:: PROMPT ::
Count the lines in the rows below that contain the string "window", matching case exactly, and reply with only the number.

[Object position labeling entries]

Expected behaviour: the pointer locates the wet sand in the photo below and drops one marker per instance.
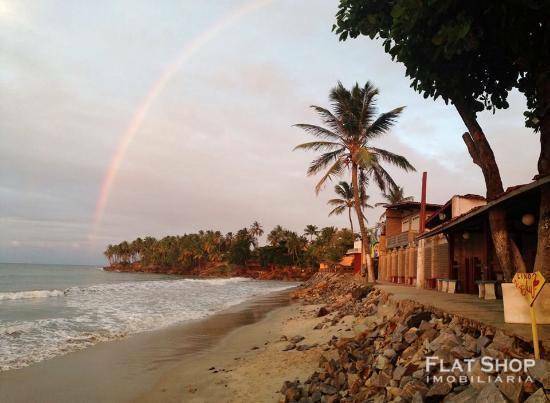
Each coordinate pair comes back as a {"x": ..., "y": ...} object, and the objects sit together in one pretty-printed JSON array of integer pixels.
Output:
[{"x": 133, "y": 368}]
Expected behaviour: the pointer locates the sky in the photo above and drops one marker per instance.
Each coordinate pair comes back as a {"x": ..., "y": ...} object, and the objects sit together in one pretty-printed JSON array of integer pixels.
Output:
[{"x": 213, "y": 149}]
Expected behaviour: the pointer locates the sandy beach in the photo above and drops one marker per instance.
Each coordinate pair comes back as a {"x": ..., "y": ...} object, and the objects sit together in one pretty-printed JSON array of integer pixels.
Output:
[
  {"x": 249, "y": 364},
  {"x": 172, "y": 364}
]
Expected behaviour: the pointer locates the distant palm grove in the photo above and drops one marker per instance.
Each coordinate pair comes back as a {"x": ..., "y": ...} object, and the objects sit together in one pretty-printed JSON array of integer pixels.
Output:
[{"x": 208, "y": 248}]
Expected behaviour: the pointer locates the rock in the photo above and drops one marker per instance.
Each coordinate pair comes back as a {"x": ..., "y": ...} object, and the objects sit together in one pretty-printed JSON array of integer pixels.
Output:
[
  {"x": 399, "y": 372},
  {"x": 541, "y": 372},
  {"x": 478, "y": 377},
  {"x": 439, "y": 389},
  {"x": 292, "y": 394},
  {"x": 316, "y": 396},
  {"x": 361, "y": 292},
  {"x": 297, "y": 339},
  {"x": 461, "y": 352},
  {"x": 446, "y": 340},
  {"x": 467, "y": 396},
  {"x": 381, "y": 362},
  {"x": 413, "y": 387},
  {"x": 512, "y": 390},
  {"x": 538, "y": 397},
  {"x": 502, "y": 342},
  {"x": 419, "y": 374},
  {"x": 381, "y": 380},
  {"x": 416, "y": 319},
  {"x": 410, "y": 336},
  {"x": 327, "y": 389},
  {"x": 389, "y": 353},
  {"x": 481, "y": 342},
  {"x": 323, "y": 311},
  {"x": 417, "y": 398},
  {"x": 490, "y": 393}
]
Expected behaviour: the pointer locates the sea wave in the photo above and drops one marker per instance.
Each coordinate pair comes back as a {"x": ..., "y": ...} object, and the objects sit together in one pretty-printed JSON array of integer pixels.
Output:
[
  {"x": 30, "y": 294},
  {"x": 101, "y": 312}
]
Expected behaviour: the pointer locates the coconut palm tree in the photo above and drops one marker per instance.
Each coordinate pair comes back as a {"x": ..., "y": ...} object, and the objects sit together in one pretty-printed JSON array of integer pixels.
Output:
[
  {"x": 311, "y": 231},
  {"x": 345, "y": 141},
  {"x": 256, "y": 231},
  {"x": 346, "y": 201},
  {"x": 395, "y": 194}
]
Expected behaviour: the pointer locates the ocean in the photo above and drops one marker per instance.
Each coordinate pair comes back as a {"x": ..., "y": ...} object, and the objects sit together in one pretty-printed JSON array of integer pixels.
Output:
[{"x": 50, "y": 310}]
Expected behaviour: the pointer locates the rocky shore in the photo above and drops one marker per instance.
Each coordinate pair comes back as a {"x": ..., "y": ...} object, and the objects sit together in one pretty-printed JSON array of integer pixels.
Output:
[
  {"x": 402, "y": 351},
  {"x": 286, "y": 273}
]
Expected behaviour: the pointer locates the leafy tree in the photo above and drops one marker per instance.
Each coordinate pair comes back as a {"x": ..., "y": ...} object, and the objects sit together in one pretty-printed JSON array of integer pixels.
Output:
[
  {"x": 256, "y": 231},
  {"x": 346, "y": 142},
  {"x": 311, "y": 231},
  {"x": 239, "y": 251},
  {"x": 346, "y": 201},
  {"x": 394, "y": 195},
  {"x": 470, "y": 54}
]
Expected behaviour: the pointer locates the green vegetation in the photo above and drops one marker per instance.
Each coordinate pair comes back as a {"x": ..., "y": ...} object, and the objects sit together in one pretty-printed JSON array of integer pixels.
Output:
[
  {"x": 207, "y": 248},
  {"x": 349, "y": 129},
  {"x": 472, "y": 54}
]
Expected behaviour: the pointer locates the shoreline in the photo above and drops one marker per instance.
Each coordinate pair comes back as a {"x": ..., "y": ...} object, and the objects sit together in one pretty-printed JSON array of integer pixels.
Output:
[{"x": 124, "y": 369}]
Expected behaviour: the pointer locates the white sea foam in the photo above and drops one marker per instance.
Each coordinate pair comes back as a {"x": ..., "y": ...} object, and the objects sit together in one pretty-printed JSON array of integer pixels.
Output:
[
  {"x": 30, "y": 294},
  {"x": 87, "y": 315}
]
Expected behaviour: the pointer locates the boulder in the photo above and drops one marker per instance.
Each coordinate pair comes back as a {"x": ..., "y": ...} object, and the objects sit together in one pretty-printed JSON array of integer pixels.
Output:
[
  {"x": 538, "y": 397},
  {"x": 490, "y": 393},
  {"x": 416, "y": 319},
  {"x": 541, "y": 372}
]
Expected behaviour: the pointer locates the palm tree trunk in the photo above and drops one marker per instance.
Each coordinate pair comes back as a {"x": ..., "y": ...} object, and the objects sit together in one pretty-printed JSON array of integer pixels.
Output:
[
  {"x": 483, "y": 156},
  {"x": 364, "y": 235},
  {"x": 542, "y": 261}
]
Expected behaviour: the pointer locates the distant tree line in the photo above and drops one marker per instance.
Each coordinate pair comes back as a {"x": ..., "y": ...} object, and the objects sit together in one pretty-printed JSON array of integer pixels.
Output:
[{"x": 204, "y": 248}]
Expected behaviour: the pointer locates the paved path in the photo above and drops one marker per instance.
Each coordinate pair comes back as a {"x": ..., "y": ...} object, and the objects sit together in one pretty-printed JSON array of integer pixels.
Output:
[{"x": 466, "y": 305}]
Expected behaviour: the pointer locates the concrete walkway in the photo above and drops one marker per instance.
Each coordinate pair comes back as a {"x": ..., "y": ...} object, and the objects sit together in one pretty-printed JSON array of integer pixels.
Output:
[{"x": 468, "y": 306}]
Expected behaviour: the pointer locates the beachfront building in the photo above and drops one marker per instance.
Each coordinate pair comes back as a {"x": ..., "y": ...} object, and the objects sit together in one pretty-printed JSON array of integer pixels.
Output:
[
  {"x": 472, "y": 266},
  {"x": 397, "y": 249},
  {"x": 352, "y": 259},
  {"x": 433, "y": 257}
]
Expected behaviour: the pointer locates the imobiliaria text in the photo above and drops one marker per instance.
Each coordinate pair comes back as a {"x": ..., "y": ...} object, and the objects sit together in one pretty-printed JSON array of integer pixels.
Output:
[{"x": 488, "y": 370}]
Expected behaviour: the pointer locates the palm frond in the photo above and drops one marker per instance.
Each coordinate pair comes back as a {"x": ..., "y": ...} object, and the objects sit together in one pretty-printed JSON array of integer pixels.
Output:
[
  {"x": 337, "y": 210},
  {"x": 329, "y": 119},
  {"x": 395, "y": 159},
  {"x": 322, "y": 162},
  {"x": 317, "y": 145},
  {"x": 336, "y": 202},
  {"x": 335, "y": 170},
  {"x": 383, "y": 123},
  {"x": 318, "y": 131}
]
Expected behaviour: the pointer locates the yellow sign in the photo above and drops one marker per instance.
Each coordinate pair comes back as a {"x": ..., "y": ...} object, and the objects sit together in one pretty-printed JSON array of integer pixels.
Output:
[{"x": 529, "y": 284}]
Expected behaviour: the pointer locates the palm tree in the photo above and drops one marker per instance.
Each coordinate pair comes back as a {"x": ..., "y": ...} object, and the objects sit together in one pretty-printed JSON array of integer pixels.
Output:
[
  {"x": 311, "y": 231},
  {"x": 345, "y": 141},
  {"x": 346, "y": 201},
  {"x": 395, "y": 194},
  {"x": 256, "y": 231}
]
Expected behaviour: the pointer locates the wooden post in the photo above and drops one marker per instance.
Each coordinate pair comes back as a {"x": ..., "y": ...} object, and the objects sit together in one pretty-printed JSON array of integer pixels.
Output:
[
  {"x": 535, "y": 333},
  {"x": 423, "y": 203}
]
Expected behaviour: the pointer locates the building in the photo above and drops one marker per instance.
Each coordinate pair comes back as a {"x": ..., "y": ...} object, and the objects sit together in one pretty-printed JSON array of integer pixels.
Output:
[
  {"x": 397, "y": 260},
  {"x": 352, "y": 258},
  {"x": 472, "y": 266}
]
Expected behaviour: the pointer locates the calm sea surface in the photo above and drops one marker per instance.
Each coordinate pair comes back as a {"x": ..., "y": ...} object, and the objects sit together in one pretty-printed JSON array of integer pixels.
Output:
[{"x": 48, "y": 310}]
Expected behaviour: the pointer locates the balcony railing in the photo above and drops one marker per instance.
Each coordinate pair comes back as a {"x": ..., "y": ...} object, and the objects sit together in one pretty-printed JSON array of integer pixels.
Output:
[{"x": 402, "y": 239}]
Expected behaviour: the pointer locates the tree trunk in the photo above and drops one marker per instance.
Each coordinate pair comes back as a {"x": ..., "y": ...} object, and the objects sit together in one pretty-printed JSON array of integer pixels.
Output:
[
  {"x": 364, "y": 235},
  {"x": 350, "y": 220},
  {"x": 542, "y": 261},
  {"x": 483, "y": 156}
]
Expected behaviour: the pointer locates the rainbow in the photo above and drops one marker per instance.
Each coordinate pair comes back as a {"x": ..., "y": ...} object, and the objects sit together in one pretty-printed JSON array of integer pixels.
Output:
[{"x": 140, "y": 114}]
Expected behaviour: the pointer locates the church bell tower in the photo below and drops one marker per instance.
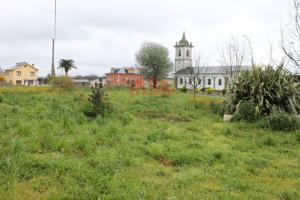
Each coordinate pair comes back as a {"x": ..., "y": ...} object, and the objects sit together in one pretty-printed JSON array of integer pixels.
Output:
[{"x": 183, "y": 57}]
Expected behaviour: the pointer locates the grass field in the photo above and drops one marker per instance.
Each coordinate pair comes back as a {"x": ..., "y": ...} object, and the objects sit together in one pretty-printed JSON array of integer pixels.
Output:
[{"x": 148, "y": 148}]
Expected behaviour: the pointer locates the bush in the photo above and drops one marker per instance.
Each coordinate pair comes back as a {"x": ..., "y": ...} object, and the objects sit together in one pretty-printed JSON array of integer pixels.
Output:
[
  {"x": 209, "y": 91},
  {"x": 270, "y": 89},
  {"x": 224, "y": 91},
  {"x": 283, "y": 122},
  {"x": 217, "y": 108},
  {"x": 246, "y": 111},
  {"x": 184, "y": 89},
  {"x": 98, "y": 102},
  {"x": 63, "y": 82}
]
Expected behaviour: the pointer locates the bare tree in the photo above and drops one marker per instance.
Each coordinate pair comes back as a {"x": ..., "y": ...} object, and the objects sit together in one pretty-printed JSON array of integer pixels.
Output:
[
  {"x": 196, "y": 74},
  {"x": 154, "y": 58},
  {"x": 233, "y": 57},
  {"x": 290, "y": 35}
]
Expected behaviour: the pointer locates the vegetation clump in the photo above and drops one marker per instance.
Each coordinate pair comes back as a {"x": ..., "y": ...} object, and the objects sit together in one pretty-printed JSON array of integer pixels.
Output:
[
  {"x": 209, "y": 91},
  {"x": 98, "y": 102},
  {"x": 184, "y": 89},
  {"x": 63, "y": 82},
  {"x": 283, "y": 122},
  {"x": 246, "y": 111},
  {"x": 270, "y": 89}
]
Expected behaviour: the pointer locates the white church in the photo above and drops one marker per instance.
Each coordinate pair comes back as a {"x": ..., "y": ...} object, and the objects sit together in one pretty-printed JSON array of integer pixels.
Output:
[{"x": 212, "y": 77}]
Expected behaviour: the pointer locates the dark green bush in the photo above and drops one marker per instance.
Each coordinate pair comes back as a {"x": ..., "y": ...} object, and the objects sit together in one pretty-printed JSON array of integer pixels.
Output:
[
  {"x": 217, "y": 108},
  {"x": 270, "y": 89},
  {"x": 283, "y": 122},
  {"x": 63, "y": 82},
  {"x": 184, "y": 89},
  {"x": 246, "y": 111},
  {"x": 224, "y": 91},
  {"x": 98, "y": 102}
]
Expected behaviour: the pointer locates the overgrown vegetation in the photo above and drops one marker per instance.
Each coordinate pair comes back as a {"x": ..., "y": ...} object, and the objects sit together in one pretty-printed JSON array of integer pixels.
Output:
[
  {"x": 98, "y": 102},
  {"x": 153, "y": 148},
  {"x": 271, "y": 90},
  {"x": 283, "y": 122},
  {"x": 63, "y": 82}
]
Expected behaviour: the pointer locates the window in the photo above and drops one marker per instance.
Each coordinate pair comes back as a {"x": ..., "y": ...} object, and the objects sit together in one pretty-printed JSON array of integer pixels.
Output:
[
  {"x": 209, "y": 82},
  {"x": 220, "y": 81}
]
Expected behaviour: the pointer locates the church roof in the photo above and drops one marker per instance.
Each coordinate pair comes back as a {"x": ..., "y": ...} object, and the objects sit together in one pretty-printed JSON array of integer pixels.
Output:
[
  {"x": 207, "y": 70},
  {"x": 183, "y": 42}
]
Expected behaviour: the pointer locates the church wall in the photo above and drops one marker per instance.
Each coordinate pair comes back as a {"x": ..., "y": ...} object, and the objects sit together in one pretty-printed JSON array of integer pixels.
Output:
[{"x": 214, "y": 83}]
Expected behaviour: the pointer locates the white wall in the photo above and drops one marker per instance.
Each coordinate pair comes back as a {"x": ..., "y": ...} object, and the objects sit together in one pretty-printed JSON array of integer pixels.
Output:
[
  {"x": 214, "y": 82},
  {"x": 183, "y": 61}
]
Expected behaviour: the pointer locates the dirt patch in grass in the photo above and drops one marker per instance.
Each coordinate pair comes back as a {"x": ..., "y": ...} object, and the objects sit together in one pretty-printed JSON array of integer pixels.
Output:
[
  {"x": 164, "y": 161},
  {"x": 150, "y": 114}
]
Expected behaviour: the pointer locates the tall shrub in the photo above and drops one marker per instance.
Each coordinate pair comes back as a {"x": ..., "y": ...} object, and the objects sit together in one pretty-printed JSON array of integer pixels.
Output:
[
  {"x": 98, "y": 102},
  {"x": 270, "y": 89}
]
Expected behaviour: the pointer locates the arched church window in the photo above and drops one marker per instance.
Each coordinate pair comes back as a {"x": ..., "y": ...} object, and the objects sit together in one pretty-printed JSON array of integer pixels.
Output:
[
  {"x": 220, "y": 81},
  {"x": 179, "y": 53},
  {"x": 209, "y": 81}
]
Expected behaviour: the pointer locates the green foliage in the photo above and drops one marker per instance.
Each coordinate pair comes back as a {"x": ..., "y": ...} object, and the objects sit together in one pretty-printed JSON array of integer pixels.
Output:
[
  {"x": 184, "y": 89},
  {"x": 66, "y": 65},
  {"x": 98, "y": 100},
  {"x": 63, "y": 82},
  {"x": 209, "y": 91},
  {"x": 224, "y": 91},
  {"x": 50, "y": 150},
  {"x": 217, "y": 108},
  {"x": 271, "y": 90},
  {"x": 154, "y": 58},
  {"x": 246, "y": 111},
  {"x": 283, "y": 122}
]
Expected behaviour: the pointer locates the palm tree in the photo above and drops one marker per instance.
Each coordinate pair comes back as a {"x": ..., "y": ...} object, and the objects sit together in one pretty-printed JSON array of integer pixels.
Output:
[{"x": 67, "y": 65}]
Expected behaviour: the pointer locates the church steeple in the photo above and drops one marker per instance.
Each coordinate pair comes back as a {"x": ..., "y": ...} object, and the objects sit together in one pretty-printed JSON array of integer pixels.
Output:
[{"x": 183, "y": 57}]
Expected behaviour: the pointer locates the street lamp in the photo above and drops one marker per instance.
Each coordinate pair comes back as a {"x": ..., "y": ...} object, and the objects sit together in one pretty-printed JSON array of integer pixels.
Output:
[
  {"x": 250, "y": 45},
  {"x": 53, "y": 45}
]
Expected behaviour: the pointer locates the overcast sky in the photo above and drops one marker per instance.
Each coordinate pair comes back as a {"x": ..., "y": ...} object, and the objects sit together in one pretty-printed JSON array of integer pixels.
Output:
[{"x": 101, "y": 34}]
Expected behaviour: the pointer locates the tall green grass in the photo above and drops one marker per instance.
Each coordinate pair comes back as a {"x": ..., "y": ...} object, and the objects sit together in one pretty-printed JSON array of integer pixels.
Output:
[{"x": 147, "y": 148}]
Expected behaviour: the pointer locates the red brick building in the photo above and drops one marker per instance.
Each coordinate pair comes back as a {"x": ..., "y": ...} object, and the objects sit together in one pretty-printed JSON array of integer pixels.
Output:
[{"x": 125, "y": 77}]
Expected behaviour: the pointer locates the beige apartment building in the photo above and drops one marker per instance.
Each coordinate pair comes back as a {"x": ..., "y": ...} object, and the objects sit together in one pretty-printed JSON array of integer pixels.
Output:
[{"x": 22, "y": 74}]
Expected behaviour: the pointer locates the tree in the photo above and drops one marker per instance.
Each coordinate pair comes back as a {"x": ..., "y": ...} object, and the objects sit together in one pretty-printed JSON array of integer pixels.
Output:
[
  {"x": 290, "y": 42},
  {"x": 233, "y": 57},
  {"x": 67, "y": 65},
  {"x": 154, "y": 58},
  {"x": 196, "y": 75}
]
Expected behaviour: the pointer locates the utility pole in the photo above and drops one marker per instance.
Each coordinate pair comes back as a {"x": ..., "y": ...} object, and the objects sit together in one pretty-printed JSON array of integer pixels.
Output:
[
  {"x": 53, "y": 47},
  {"x": 250, "y": 45}
]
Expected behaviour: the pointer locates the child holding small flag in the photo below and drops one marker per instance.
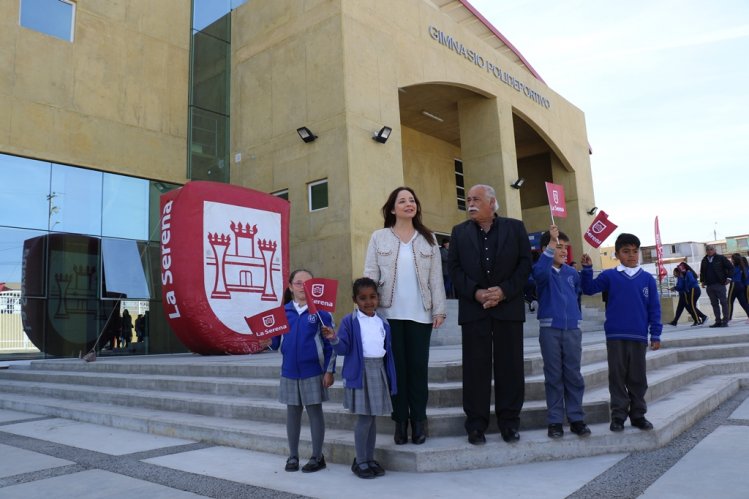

:: OUTPUT OF THE EXERCISE ::
2